» **Written exercise 1**:
Please echo the pyproject.toml email thread between "(I mean the" and "command-line alternatives.", inclusive.
» **Written exercise 2**:
In the pyproject.toml email thread, what command runs the current tests without a pyproject.toml file?
» **Written exercise 3**:
Go on with the pyproject.toml email thread from its last line.

» **Provided passage**:
On 15/07/25 23:03, David Faust wrote:
+DEVELOPMENT
+===========
+
+Development dependencies are specified in `pyproject.toml`, which can be used
+with any suitable Python virtual environment manager.
+
+To run the test suite:
+
+ python3 -m pytest
Can the tests be run without a pyproject.toml, or is it required?
(I mean the tests of bpf-vmtest-tool itself)
The current tests can be run with "python3 -m pytest
--import-mode=importlib tests" without pyproject.toml. But some pytest
options can only be specified in pyproject.toml file and don't have
command-line alternatives.
As far as I understand it is typically for packages. But in this case
it seems, now that we don't have external deps, to come down to a local
development utility thing along the lines of .clang-format or so, which
we aren't checking in.
Yes, pyproject.toml is used for packaging python projects, but it's also
used by tools like pytest and ruff under their [tool.*] tables (see:
https://packaging.python.org/en/latest/guides/writing-pyproject-toml/ )

» **Dataset extract**:
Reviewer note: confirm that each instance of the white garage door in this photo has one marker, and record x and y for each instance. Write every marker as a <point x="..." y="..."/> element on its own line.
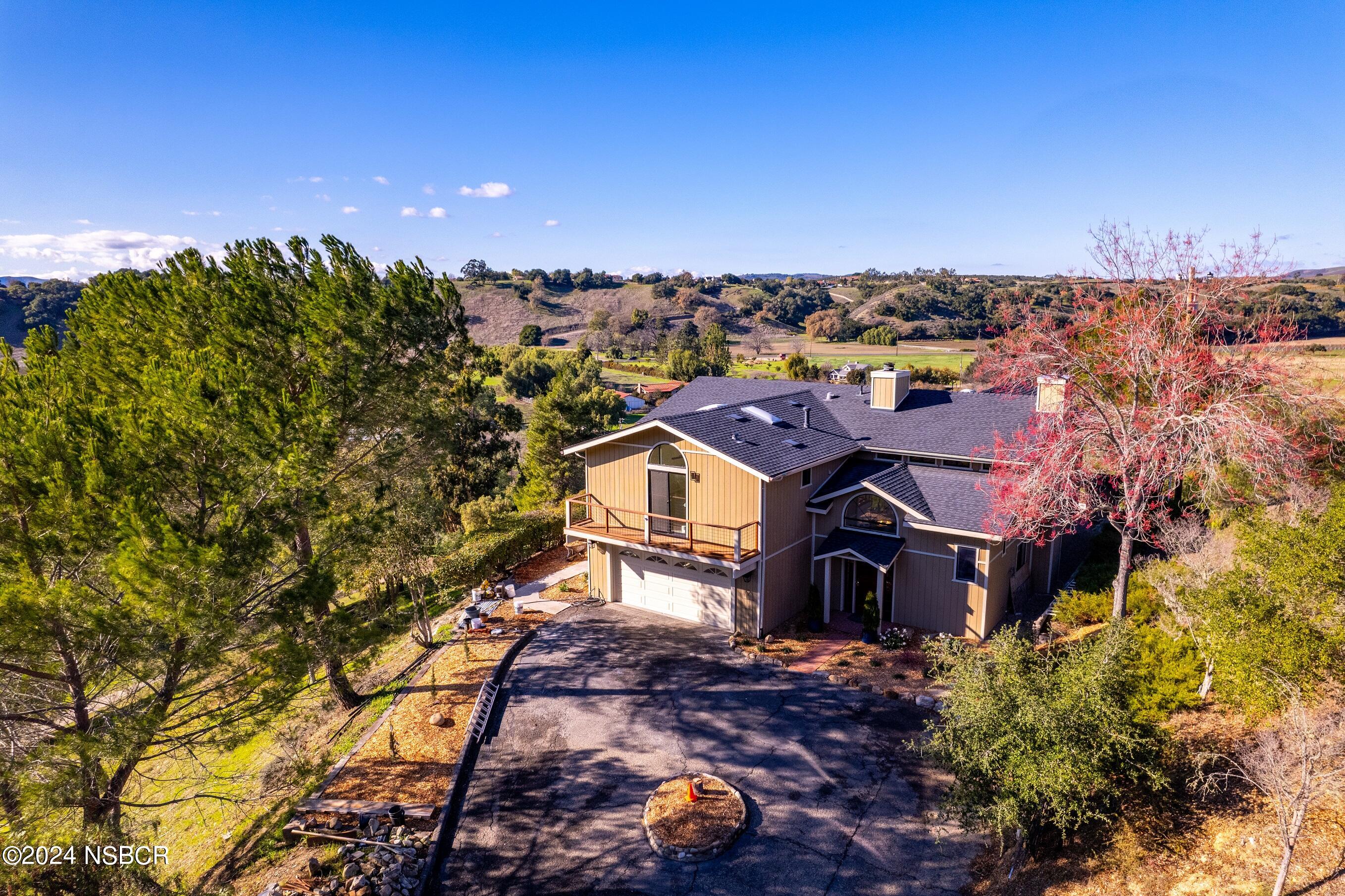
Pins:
<point x="679" y="589"/>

» **Exercise response 1**:
(I mean the tests of bpf-vmtest-tool itself)
The current tests can be run with "python3 -m pytest
--import-mode=importlib tests" without pyproject.toml. But some pytest
options can only be specified in pyproject.toml file and don't have
command-line alternatives.

» **Exercise response 2**:
python3 -m pytest --import-mode=importlib tests

» **Exercise response 3**:
While it's not needed to run the script itself, most development tools
depend on it, so I think it makes sense to include it in the source to
help set up consistent development environments.
OK, thanks for clarifying.
I don't have a strong opinion either way. For C we do not maintain in-tree
configs for development environments, but they probably make more sense for
python. So I'll defer to you :)
(Note: I'm not sure whether there is already a rule about this for contrib/
one way or the other, if there is we should follow it. )
I couldn’t find any specific rule about this, but I did find two
setup.cfg files committed for python scripts
contrib/gcc-changelog/setup.cfg
maintainer-scripts/setup.cfg
setup.cfg is the older way of specifying project metadata, which has now
been replaced by pyproject.toml. So I think we can keep pyproject.toml
in the patch.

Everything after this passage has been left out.